__READING PASSAGE__
>>

Before we start, it is highly recommended that you read the Axis 1.x User's
guide  <http://ws.apache.org/axis/java/user-guide.html> , if you are new to
Axis. 

Axis 2.0 is the next generation of Apache Axis. In late August 2004, during
the Axis Summit held in Colombo, Sri Lanka, a new architecture was
introduced to have a much more flexible, efficient and configurable Axis.
Even though the architecture is new, some of the well established concepts
from Axis 1.x, like handlers are preserved in Axis 2.0 also. Axis 2.0 comes
with lots of new features, enhancements and implementations of new industry
specifications. 

After months of continued discussion and coding effort in this direction,
Axis 2.0 now delivers the following key features: 

*	Speed. Axis uses its own object model and StAX (streaming) parsing
to achieve significantly greater speed than earlier versions of Apache AXIS.

*	Low memory foot print. Axis 2.0 was designed ground-up keeping a low
memory foot print in mind. 
*	AXIOM. Axis 2.0 comes with its own light-weight object model, AXIOM,
for message processing which is extensible, high performance and developer
convenient 
*	Hot Deployment. One can now hot deploy web services and handlers.

<<

__Entries taken from a collection__
>>

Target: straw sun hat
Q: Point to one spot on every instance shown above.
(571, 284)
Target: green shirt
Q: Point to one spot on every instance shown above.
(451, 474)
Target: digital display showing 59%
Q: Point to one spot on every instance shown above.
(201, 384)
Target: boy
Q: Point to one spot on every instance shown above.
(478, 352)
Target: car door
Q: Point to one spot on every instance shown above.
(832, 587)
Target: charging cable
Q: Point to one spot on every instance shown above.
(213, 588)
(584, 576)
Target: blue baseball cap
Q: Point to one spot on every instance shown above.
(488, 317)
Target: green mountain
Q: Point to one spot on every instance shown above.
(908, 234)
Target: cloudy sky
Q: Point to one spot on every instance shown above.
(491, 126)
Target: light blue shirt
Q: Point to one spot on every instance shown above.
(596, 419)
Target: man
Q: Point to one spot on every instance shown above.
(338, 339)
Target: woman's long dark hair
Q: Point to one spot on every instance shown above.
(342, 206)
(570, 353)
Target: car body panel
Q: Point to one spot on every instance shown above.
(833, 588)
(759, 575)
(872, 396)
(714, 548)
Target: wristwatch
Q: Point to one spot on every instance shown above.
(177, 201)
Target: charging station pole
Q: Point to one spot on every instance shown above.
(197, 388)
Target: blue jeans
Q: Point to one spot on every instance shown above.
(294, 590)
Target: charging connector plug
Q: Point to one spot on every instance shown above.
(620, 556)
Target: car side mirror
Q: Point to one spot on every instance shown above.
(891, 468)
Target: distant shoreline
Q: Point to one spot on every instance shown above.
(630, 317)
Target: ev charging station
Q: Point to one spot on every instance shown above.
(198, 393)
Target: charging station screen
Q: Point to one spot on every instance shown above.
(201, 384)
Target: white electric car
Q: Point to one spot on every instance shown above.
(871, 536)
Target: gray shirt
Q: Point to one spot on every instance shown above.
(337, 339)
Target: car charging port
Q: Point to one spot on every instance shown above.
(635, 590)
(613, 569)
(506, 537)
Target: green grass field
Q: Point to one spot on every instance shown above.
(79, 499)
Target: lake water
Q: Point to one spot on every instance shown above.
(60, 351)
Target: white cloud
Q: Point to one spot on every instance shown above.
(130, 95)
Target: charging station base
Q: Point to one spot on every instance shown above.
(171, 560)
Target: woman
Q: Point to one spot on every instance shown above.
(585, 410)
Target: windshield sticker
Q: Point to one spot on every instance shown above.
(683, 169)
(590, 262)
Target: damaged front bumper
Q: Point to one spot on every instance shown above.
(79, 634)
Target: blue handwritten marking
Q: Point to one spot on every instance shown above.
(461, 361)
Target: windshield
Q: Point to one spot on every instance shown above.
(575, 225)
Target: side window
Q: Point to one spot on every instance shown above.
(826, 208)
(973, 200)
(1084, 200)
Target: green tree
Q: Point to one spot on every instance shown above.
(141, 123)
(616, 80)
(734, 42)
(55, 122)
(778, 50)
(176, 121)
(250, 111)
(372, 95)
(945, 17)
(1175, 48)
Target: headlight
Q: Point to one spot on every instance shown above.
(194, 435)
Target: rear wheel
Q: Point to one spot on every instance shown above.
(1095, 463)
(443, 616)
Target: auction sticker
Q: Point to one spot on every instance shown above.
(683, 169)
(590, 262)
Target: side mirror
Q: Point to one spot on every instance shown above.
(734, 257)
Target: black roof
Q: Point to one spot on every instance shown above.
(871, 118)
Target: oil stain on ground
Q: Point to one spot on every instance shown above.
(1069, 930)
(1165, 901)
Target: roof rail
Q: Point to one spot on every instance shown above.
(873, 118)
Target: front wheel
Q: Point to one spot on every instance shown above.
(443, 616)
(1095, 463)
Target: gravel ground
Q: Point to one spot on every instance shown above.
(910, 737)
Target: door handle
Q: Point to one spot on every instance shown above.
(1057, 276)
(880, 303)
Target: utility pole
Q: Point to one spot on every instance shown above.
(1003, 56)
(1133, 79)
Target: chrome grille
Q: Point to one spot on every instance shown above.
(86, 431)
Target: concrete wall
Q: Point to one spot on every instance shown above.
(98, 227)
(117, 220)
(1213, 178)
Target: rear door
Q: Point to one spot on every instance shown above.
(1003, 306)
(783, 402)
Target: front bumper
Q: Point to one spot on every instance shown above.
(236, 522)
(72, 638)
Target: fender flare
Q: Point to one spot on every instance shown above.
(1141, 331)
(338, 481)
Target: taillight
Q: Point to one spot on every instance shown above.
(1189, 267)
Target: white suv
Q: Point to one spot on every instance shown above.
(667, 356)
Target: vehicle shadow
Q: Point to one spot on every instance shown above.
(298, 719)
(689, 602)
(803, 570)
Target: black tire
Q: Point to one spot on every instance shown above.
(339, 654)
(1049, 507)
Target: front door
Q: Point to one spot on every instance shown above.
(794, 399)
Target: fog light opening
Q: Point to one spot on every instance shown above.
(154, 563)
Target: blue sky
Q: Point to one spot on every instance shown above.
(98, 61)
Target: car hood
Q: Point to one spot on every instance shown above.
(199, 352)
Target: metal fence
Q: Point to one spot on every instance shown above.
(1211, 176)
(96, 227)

<<

__PROBLEMS AND TASKS__
- a) Add 87 to every coordinate in the point answers of the records, from the line with "Target: gravel ground" through the end of the records. Write those lines out again in full, requests included.
- b) Continue the text about Axis 2.0 from the point where it ends.

__ANSWER LIST__
- a)
Target: gravel ground
Q: Point to one spot on every instance shown above.
(997, 824)
Target: door handle
Q: Point to one spot on every instance shown above.
(1144, 363)
(967, 390)
Target: utility pole
Q: Point to one spot on every instance shown above.
(1090, 143)
(1220, 166)
Target: chrome grille
Q: Point to one spot on every instance shown above.
(173, 518)
Target: concrete wall
Q: Point to one spot on every instance shown above.
(185, 314)
(204, 307)
(1300, 265)
Target: rear door
Q: Point to one spot on every instance shown above.
(1090, 393)
(870, 489)
Target: front bumper
Q: Point to one spot on every instance shown above.
(323, 609)
(159, 725)
Target: fender flare
Q: Point to one spot on every instance shown above.
(1228, 418)
(425, 568)
Target: taillight
Q: Point to one spot on every instance shown above.
(1276, 354)
Target: white suv
Q: Point to one spot on every instance shown above.
(754, 443)
Target: vehicle shadow
Q: Point to one spot on every instance shown above.
(385, 806)
(776, 689)
(890, 657)
Target: black tire
Q: Point to one spot on every instance shown above.
(426, 741)
(1136, 594)
Target: front door
Q: Point to one spot on every instance shown above.
(881, 486)
Target: fog light opening
Q: Point to one spot on every instance shown above.
(241, 650)
Target: blue sky
Q: Point to one spot on every instance shown above.
(185, 148)
Target: car hood
Q: Point to one spot on every instance shown above.
(286, 439)
Target: metal fence
Q: Point to one spot on every instance shown above.
(1298, 263)
(183, 314)

- b)
*	Asynchronous Web Services. Axis 2.0 now supports asynchronous web
services invocation and asynchronous web services. 
*	MEP Support. Axis 2.0 now comes handy with support for Message
Exchange Patterns. 
*	Flexibility. The Axis architecture gives the developer complete
freedom to insert extensions into the engine for custom header processing,
system management, or anything else you can imagine. 
*	Stability. Axis defines a set of published interfaces which change
relatively slowly compared to the rest of Axis. 
*	Component-oriented deployment. You can easily define reusable
networks of Handlers to implement common patterns of processing for your
applications, or to distribute to partners. 
*	Transport framework. We have a clean and simple abstraction for
designing transports (i.e., senders and listeners for SOAP over various
protocols such as SMTP, FTP, message-oriented middleware, etc), and the core
of the engine is completely transport-independent. 
*	WSDL support. Axis 2.0 supports the Web Service Description
<http://www.w3.org/TR/wsdl>  Language , version 1.1 and 2.0, which allows
you to easily build stubs to access remote services, and also to
automatically export machine-readable descriptions of your deployed services
from Axis.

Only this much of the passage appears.